─── Source passage ───

The unscrupulous leaders who will then dominate the church face an unspeakably gruesome punishment.
45 Who then is a faithful and wise servant, whom his lord hath made ruler over his household, to give them meat in due season?
46 Blessed is that servant, whom his lord when he cometh shall find so doing.
47 Verily I say unto you, That he shall make him ruler over all his goods.
48 But and if that evil servant shall say in his heart, My lord delayeth his coming;
49 And shall begin to smite his fellowservants, and to eat and drink with the drunken;
50 The lord of that servant shall come in a day when he looketh not for him, and in an hour that he is not aware of,
51 And shall cut him asunder, and appoint him his portion with the hypocrites: there shall be weeping and gnashing of teeth.
The resurrection and judgment of most of the wicked will take place at the end of Christ's Millennial reign on the earth (Rev. 20:11-15). But Christ will not wait until the end of the Millennium to deal with men who have misused their leadership over the flock of God. The passage cited here shows that He will mete out their punishment as soon as He returns for the church. What church leader aware of this warning would dare betray his sacred trust? Only that man whose male egotism led him not just to doubt the Bible, but even to feel cocksure that the Bible could not possibly be true. Such a man never suspects that God has blinded his eyes.

─── Records shown ───

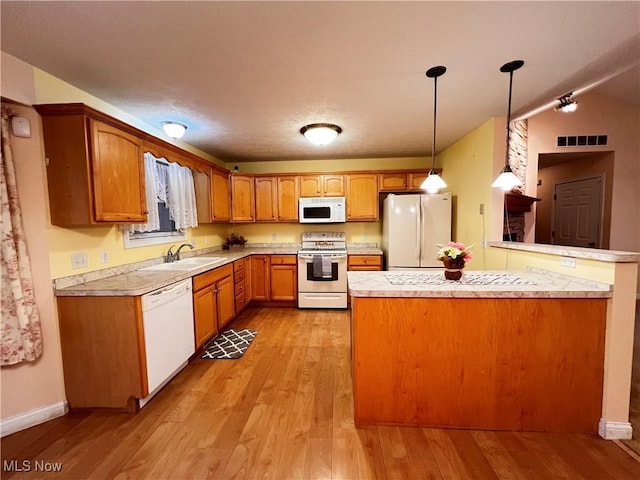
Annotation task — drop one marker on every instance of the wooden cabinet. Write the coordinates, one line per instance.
(284, 278)
(364, 262)
(288, 195)
(213, 302)
(392, 182)
(239, 280)
(266, 191)
(242, 198)
(205, 315)
(362, 197)
(322, 185)
(277, 198)
(103, 351)
(260, 277)
(221, 196)
(401, 181)
(212, 196)
(95, 169)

───

(Exercise tasks):
1. In the passage on the faithful and evil servants, list each thing the evil servant is said to do.
2. Write the next part of the commentary on the punishment of unfaithful church leaders, starting after its final sentence.

(Expected responses):
1.
- Says in his heart, "My lord delayeth his coming"
- Begins to smite his fellowservants
- Eats and drinks with the drunken

2.
Far from supporting an optimism about the future of Christianity, the Parable of the Leaven supports a frank pessimism. The church will not conquer the world. Rather, the evil world system will conquer the church. Enemies of Christ will lodge corruptions in the church that will progressively diffuse throughout the whole lump. The word "whole" quite pointedly informs us that no part of the church will escape these corruptions.